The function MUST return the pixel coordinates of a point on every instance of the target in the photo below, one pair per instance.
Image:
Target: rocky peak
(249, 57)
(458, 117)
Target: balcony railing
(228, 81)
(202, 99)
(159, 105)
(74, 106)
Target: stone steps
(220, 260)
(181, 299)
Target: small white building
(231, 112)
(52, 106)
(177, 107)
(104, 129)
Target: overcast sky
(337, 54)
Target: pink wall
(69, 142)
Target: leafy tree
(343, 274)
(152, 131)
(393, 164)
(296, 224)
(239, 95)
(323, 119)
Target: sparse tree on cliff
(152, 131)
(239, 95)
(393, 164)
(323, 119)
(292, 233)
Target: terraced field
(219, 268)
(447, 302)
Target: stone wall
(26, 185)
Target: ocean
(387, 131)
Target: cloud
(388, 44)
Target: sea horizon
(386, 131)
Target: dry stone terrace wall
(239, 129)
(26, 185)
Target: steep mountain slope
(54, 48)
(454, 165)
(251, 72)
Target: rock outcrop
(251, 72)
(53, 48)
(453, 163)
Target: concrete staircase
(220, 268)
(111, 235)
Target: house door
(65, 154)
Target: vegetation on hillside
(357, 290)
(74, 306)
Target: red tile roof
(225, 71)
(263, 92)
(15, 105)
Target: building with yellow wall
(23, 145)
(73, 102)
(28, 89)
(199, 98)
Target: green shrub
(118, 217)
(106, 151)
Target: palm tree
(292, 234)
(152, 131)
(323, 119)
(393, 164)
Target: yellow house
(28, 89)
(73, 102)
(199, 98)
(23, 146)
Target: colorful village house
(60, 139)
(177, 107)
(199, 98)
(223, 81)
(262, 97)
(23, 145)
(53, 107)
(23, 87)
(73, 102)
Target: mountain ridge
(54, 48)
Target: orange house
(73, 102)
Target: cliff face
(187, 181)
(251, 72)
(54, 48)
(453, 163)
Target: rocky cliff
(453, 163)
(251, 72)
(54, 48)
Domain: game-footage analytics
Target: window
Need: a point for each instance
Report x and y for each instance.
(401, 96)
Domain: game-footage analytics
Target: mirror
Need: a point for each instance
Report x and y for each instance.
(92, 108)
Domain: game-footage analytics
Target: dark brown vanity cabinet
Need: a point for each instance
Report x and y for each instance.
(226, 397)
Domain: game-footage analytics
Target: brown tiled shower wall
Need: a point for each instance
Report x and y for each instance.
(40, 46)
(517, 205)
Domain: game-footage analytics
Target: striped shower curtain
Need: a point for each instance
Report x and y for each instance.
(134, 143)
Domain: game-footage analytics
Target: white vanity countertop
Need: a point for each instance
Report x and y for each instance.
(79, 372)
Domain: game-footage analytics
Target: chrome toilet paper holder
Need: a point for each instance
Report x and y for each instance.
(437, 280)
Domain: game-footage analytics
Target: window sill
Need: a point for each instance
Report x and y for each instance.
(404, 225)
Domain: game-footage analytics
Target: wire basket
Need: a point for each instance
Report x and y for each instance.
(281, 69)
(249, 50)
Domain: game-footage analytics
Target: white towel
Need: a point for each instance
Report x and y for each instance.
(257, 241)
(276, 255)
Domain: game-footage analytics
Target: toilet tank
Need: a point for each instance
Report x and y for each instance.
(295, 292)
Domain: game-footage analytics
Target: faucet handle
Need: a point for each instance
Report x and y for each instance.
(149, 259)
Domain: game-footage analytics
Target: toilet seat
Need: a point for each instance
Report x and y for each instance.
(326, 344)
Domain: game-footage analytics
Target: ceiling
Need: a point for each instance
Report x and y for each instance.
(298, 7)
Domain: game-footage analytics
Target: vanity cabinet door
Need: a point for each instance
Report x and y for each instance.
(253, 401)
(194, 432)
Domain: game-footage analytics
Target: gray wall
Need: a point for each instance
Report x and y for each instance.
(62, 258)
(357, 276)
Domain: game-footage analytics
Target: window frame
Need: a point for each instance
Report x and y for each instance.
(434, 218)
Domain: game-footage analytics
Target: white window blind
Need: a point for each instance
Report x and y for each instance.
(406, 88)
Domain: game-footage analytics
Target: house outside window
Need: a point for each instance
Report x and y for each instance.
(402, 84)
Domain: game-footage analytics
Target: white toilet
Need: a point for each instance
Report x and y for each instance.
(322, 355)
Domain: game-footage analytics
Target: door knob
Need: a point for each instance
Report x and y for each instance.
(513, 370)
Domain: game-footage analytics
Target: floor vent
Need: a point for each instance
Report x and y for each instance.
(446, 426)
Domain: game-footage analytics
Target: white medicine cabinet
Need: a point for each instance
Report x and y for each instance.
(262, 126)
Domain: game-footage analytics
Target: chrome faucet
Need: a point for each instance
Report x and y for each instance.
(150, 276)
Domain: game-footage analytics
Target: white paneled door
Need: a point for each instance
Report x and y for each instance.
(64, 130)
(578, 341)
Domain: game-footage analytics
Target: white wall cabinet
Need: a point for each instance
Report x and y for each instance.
--*--
The problem:
Up to and including the last line of the data, copy each line exactly, starting with the line that contains "Target: white medicine cabinet".

Output below:
Target: white medicine cabinet
Need: a point for each instance
Report x and y for each instance.
(262, 126)
Domain: game-footage analytics
Target: chrome faucet
Need: a point for each instance
Report x and y for each instance.
(150, 276)
Domain: game-footage analytics
Target: white paneled door
Need: a point for each instance
Report x and y for each instance.
(64, 130)
(578, 341)
Domain: game-footage analytics
Target: white wall cabinet
Need: a point for each instance
Report x and y for each instance.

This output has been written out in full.